## EXERCISE OBJECTIVE
Give all the records again, with no alterations.

─── INFORMATION SHOWN

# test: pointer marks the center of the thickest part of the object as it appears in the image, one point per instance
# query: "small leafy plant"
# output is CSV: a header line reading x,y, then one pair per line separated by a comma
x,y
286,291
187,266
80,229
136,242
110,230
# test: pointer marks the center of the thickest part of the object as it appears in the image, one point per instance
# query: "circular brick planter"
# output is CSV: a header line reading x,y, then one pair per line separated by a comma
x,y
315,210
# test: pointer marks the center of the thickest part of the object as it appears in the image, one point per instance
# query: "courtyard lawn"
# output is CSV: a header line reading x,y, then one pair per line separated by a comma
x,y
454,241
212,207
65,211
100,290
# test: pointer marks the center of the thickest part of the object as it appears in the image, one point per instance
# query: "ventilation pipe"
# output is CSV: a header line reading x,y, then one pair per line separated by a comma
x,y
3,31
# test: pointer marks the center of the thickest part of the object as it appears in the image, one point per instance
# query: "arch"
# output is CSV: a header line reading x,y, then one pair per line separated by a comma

──────

## REPLY TO THE EXERCISE
# test: pointer marks the center of the thickest part of the object as it appears in the image, one point per instance
# query: "small leafy plant"
# output is CSV: a header line reading x,y, then one pair per line separated by a comma
x,y
286,291
187,266
80,229
136,242
110,230
# test: pointer marks the center of the thickest part of the object as it appears in the image, one point per instance
# query: "circular brick planter"
# output is CSV: a header line reading x,y, then one pair per line separated by a comma
x,y
315,210
# test: pointer marks the center of the thickest part of the object as it appears in the image, one point per instance
# query: "courtyard lawn"
# output is CSV: a header line reading x,y, then one pair per line separated by a comma
x,y
454,241
212,207
65,211
100,290
# test: pointer marks the center of the thickest part of the object as it appears in the image, one point per instance
# query: "ventilation pipe"
# output is CSV: a header line reading x,y, then one pair per line separated by a comma
x,y
3,31
# test: pointer marks the center of the thickest part of the object as it appears in the image, one point per instance
# query: "arch"
# output is CSV: a header line reading x,y, then one pair per line separated by a comma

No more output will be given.